* _Exercise aim_:
Scan the entries for the word "instance". Every line that has it should be copied.

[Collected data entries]
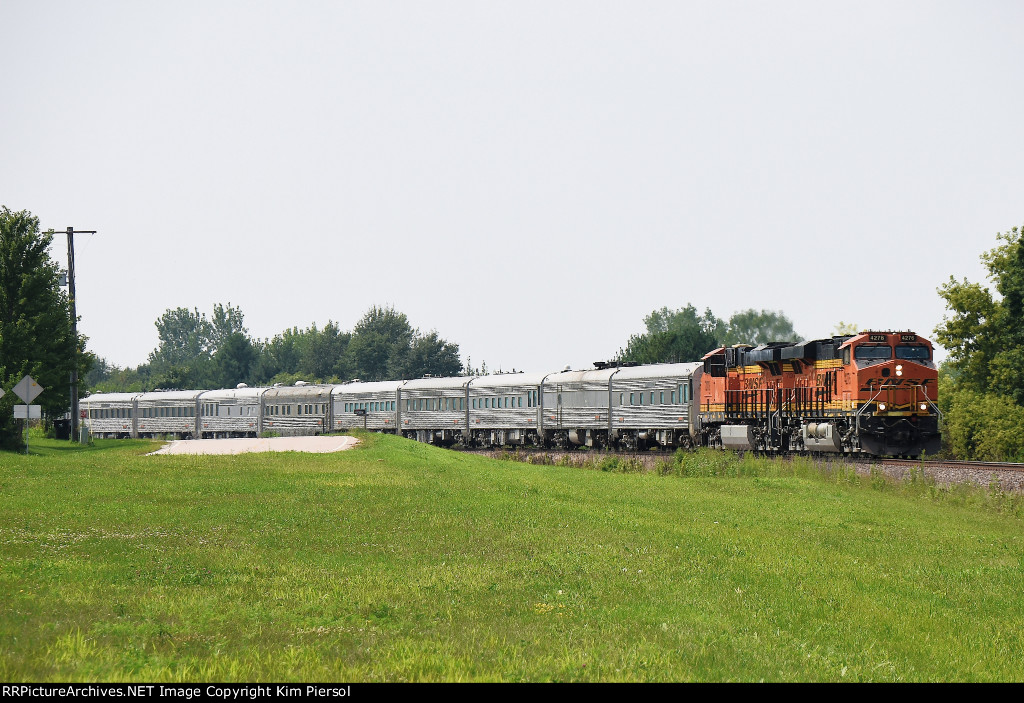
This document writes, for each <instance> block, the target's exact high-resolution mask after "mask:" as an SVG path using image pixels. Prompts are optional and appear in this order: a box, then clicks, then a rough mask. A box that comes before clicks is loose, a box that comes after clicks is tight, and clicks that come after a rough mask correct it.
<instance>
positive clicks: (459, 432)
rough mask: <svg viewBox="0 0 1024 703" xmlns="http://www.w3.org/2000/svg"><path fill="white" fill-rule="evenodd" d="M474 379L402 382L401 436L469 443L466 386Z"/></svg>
mask: <svg viewBox="0 0 1024 703" xmlns="http://www.w3.org/2000/svg"><path fill="white" fill-rule="evenodd" d="M473 378H474V377H469V376H456V377H446V378H436V379H417V380H415V381H407V382H406V383H403V384H402V385H401V387H400V388H399V389H398V423H399V429H400V432H401V434H402V436H404V437H409V438H411V439H417V440H419V441H421V442H430V443H432V444H454V443H457V442H459V443H465V442H467V441H468V440H469V437H468V434H467V424H468V421H469V414H468V412H469V403H468V400H469V398H468V394H467V386H468V385H469V383H470V382H471V381H472V380H473Z"/></svg>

* _Answer to this exercise_:
This document writes, for each <instance> block, the target's exact high-resolution mask after "mask:" as an SVG path using image pixels. Prompts are optional and appear in this order: a box, then clicks, then a rough mask. A box that comes before clicks is loose, a box that comes after clicks is tight, and clicks that come after a rough mask correct it.
<instance>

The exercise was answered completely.